=== What the exercise asks ===
Your task is to restate every entry below word for word and omit the images.

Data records

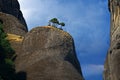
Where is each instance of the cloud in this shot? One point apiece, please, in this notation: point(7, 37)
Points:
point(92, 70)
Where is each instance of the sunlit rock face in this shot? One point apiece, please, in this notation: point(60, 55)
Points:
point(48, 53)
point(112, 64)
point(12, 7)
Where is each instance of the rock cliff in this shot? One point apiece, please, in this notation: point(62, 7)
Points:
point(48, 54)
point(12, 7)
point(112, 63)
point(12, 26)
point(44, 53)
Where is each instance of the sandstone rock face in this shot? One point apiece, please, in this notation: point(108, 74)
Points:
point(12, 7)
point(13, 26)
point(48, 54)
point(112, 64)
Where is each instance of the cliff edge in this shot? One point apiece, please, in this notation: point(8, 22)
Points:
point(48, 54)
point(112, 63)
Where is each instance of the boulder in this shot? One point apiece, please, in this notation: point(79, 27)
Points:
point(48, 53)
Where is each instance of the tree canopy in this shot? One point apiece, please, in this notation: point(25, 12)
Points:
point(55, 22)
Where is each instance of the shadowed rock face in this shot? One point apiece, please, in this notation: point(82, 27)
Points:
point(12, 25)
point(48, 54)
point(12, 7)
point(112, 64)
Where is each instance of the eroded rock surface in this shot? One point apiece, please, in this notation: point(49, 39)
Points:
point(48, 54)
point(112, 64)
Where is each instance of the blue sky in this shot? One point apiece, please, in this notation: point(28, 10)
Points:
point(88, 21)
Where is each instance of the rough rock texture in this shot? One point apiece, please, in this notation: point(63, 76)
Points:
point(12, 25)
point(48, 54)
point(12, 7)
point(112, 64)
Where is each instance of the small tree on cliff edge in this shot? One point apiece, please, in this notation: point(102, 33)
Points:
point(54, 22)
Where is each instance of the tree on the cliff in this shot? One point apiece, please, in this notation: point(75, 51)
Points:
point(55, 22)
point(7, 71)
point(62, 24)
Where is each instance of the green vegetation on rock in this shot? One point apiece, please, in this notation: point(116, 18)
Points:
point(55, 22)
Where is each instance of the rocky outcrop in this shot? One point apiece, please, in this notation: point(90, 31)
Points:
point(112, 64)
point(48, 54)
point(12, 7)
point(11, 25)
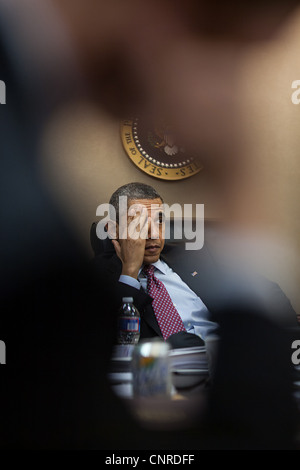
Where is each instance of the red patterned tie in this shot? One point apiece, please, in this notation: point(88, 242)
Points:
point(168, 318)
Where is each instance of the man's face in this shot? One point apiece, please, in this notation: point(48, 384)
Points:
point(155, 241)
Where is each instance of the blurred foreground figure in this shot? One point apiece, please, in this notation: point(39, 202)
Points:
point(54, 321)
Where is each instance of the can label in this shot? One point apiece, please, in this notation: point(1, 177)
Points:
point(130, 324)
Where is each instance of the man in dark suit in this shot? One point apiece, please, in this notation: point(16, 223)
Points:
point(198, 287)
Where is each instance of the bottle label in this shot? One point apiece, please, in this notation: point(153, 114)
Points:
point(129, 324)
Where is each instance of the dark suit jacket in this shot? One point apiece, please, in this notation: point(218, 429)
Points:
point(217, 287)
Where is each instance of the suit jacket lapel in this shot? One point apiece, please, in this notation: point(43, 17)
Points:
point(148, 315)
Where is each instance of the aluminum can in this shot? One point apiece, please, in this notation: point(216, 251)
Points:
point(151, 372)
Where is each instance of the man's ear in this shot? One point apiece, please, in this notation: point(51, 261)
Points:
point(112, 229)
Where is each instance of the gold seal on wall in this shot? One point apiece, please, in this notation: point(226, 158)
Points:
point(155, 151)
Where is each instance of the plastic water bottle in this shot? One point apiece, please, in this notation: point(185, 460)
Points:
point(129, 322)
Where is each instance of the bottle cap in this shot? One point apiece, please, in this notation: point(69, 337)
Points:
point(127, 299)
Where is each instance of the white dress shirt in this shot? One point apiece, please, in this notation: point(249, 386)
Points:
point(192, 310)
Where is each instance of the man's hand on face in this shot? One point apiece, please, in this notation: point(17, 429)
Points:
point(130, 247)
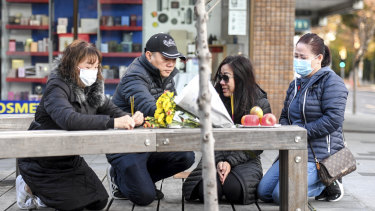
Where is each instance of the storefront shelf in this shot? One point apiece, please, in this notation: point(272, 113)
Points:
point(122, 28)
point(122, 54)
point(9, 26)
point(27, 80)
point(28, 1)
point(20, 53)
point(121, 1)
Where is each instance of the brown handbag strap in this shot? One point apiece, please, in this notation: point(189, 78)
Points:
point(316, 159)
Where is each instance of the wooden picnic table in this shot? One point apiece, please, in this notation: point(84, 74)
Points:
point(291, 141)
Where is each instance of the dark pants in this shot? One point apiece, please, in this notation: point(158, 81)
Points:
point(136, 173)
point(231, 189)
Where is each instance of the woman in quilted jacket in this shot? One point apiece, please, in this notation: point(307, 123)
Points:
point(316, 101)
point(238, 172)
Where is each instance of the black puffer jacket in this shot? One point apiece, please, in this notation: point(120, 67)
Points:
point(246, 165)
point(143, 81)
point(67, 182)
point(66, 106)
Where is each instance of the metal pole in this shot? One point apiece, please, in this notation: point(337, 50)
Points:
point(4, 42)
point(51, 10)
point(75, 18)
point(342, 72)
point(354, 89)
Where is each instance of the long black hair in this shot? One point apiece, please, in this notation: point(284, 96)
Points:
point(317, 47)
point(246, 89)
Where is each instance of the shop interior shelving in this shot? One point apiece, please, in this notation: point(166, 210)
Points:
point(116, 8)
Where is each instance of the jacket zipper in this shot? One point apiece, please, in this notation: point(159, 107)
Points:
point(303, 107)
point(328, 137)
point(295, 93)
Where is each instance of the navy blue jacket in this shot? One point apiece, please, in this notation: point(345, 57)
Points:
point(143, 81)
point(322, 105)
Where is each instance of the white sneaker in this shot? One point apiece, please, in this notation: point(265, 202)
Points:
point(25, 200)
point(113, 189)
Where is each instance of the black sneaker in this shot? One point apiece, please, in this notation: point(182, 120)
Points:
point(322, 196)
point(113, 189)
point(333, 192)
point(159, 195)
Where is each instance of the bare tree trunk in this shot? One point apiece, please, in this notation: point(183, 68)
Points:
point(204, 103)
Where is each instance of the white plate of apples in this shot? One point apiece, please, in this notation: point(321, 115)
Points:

=== Result of this task ===
Where is each instance of the cloud in this shot? One point apiece, please, in this notation: point(7, 37)
Points:
point(92, 70)
Where is each instance of the sunlit rock face in this shot? One point apiece, please, in this notation: point(60, 55)
Points:
point(48, 53)
point(112, 64)
point(12, 7)
Where is each instance of the rock cliff in this shot? One point apiece, please, in this notation: point(62, 7)
Points:
point(48, 54)
point(12, 7)
point(112, 63)
point(12, 26)
point(44, 53)
Where is each instance of the sandstone rock face in this shot? One point apiece, please, in this notation: point(108, 74)
Points:
point(12, 7)
point(13, 26)
point(48, 54)
point(112, 64)
Where is each instance of the cliff edge in this shot? One point apiece, please, in this notation: point(8, 22)
Points:
point(48, 54)
point(112, 63)
Where is each instance of the boulder in this shot? One point apiece, please, in this notation: point(79, 27)
Points:
point(48, 53)
Where is each instance of the tree canopy in this shot? One point apiece, please, in this notation: point(25, 12)
Points:
point(55, 22)
Where is each instance of the shadowed rock face in this shot? One point apiece, please, in this notation: point(82, 27)
Points:
point(12, 25)
point(48, 54)
point(12, 7)
point(112, 64)
Where is each instance of the eroded rock surface in this shot? One point apiece, please, in this notation: point(49, 39)
Points:
point(48, 54)
point(112, 64)
Where is each instance of the blue sky in this shot? One point apiece, please, in this notation: point(28, 10)
Points:
point(88, 21)
Where is each instance of the rough rock texture in this shot? One point apiece, please, in this notation: point(63, 76)
Points:
point(12, 25)
point(48, 54)
point(12, 7)
point(112, 64)
Where is each instance of the small tree on cliff edge in this shot? One point apiece, please, in this notation: point(102, 33)
Points:
point(54, 22)
Where is each instance of the tree on the cliff in this shot? One point apiece, please, in this notation: point(75, 51)
Points:
point(55, 22)
point(7, 71)
point(62, 24)
Where is each instance of the green vegetation on rock in this shot? One point apiece, please, in this notation: point(116, 18)
Points:
point(55, 22)
Where is each instance of the rocky outcrop in this shot? One point apiece, please, in this notation: point(90, 31)
Points:
point(112, 64)
point(48, 54)
point(12, 7)
point(11, 25)
Where is each instance of the red patterned tie in this shot? One point apiece, please, in this notation: point(88, 242)
Points:
point(168, 318)
Where is each instance of the man's face in this shot? One point apiece, please, in this notation: point(48, 384)
Points:
point(155, 241)
Where is each instance of the blurred foreground figure in this shot? One point apiece, please, in this notation: point(39, 202)
Points:
point(54, 321)
Where is each instance of the can label in this shot? One point apiece, please, in this notation: point(1, 177)
Points:
point(130, 324)
Where is each instance of the man in dark suit in this shot? One point apiece, please, in this notation: point(16, 223)
Points:
point(198, 287)
Where is each instance of the bottle label in this shot? One point apiece, please, in this notation: point(153, 114)
Points:
point(129, 324)
Where is each instance of the dark suit jacket in this shot? One point apiece, please, in this notation: point(218, 429)
Points:
point(217, 287)
Where is each instance of the suit jacket lapel in this shot? One point apiece, please, in this notation: point(43, 17)
Points:
point(148, 315)
Where is each instance of the aluminum can in this shot? One point apiece, please, in this notation: point(216, 251)
Points:
point(151, 372)
Where is each instance of the man's ear in this shot? One point apiece, please, in this notation: point(51, 261)
Points:
point(112, 229)
Where is each instance of the gold seal on wall in this shot? One point apiece, please, in this notation: point(226, 158)
Points:
point(155, 151)
Where is each instance of the plastic water bottle in this shot? One point apiece, please, in this notation: point(185, 460)
Points:
point(129, 322)
Where is each instance of the bottle cap in this shot? One point apiece, please, in this notation: point(69, 337)
Points:
point(127, 299)
Where is each instance of the white dress shirt in this shot? One point apiece, please, in this notation: point(249, 386)
Points:
point(192, 310)
Where is each instance of the man's hand on face in this shot? One point apiece, please, in this notation: point(17, 429)
Points:
point(130, 247)
Where is each instance of the storefront shelf in this shot? One point apiece, please, in this notation: point(272, 113)
Points:
point(122, 28)
point(122, 54)
point(9, 26)
point(27, 80)
point(28, 1)
point(20, 53)
point(121, 1)
Where is each instance of the brown handbag strap in this shot? One point apiece, please, in this notation: point(189, 78)
Points:
point(316, 159)
Where is each instance of the wooden picnic table in this shot? One point apiece, please, in this notation: point(84, 74)
Points:
point(291, 141)
Where is each instance of the dark pants in this shot? One point apiece, please, in this notation: point(158, 81)
Points:
point(136, 173)
point(231, 189)
Where is each instance of the woman in quilted jacket in this shot? One point apiece, please, in this notation: point(307, 123)
Points:
point(316, 101)
point(238, 172)
Where is each instance of the black puffer jacket in this shot? One point apiece, please, in this notation: point(120, 67)
Points:
point(246, 165)
point(143, 81)
point(67, 182)
point(66, 106)
Where is each instance of the metal pole in this shot? One point apiece, please, in this notation: point(337, 50)
Points:
point(4, 42)
point(51, 10)
point(75, 18)
point(342, 72)
point(354, 89)
Where is each instance of the long black hair in this shot? One point apiece, please, in this notation: point(284, 96)
Points:
point(317, 47)
point(246, 89)
Where is each instance of the shop interior shelving in this shot? One point apiece, please, in this notation: point(166, 210)
Points:
point(116, 8)
Where is each instance of the jacket zipper in this shot? One point apiece, please, in this notation: point(159, 107)
Points:
point(303, 107)
point(328, 137)
point(295, 93)
Where is each instance of the navy blue jacket in this shot? One point apiece, please, in this notation: point(345, 57)
Points:
point(143, 81)
point(322, 105)
Where is each instance of the white sneaker in this shot? One point apiece, please, in this notation: point(265, 202)
Points:
point(25, 200)
point(113, 189)
Where is each instance of the black sneaker in this shot? One point apiece, please, in this notation: point(182, 120)
Points:
point(322, 196)
point(113, 189)
point(333, 192)
point(159, 195)
Where is each instance of the bare tree trunk in this shot? One point apiece, please, in this notation: point(183, 68)
Points:
point(204, 103)
Where is each instance of the white plate of apples in this shot? One point apiece, please, in this notation: point(321, 115)
Points:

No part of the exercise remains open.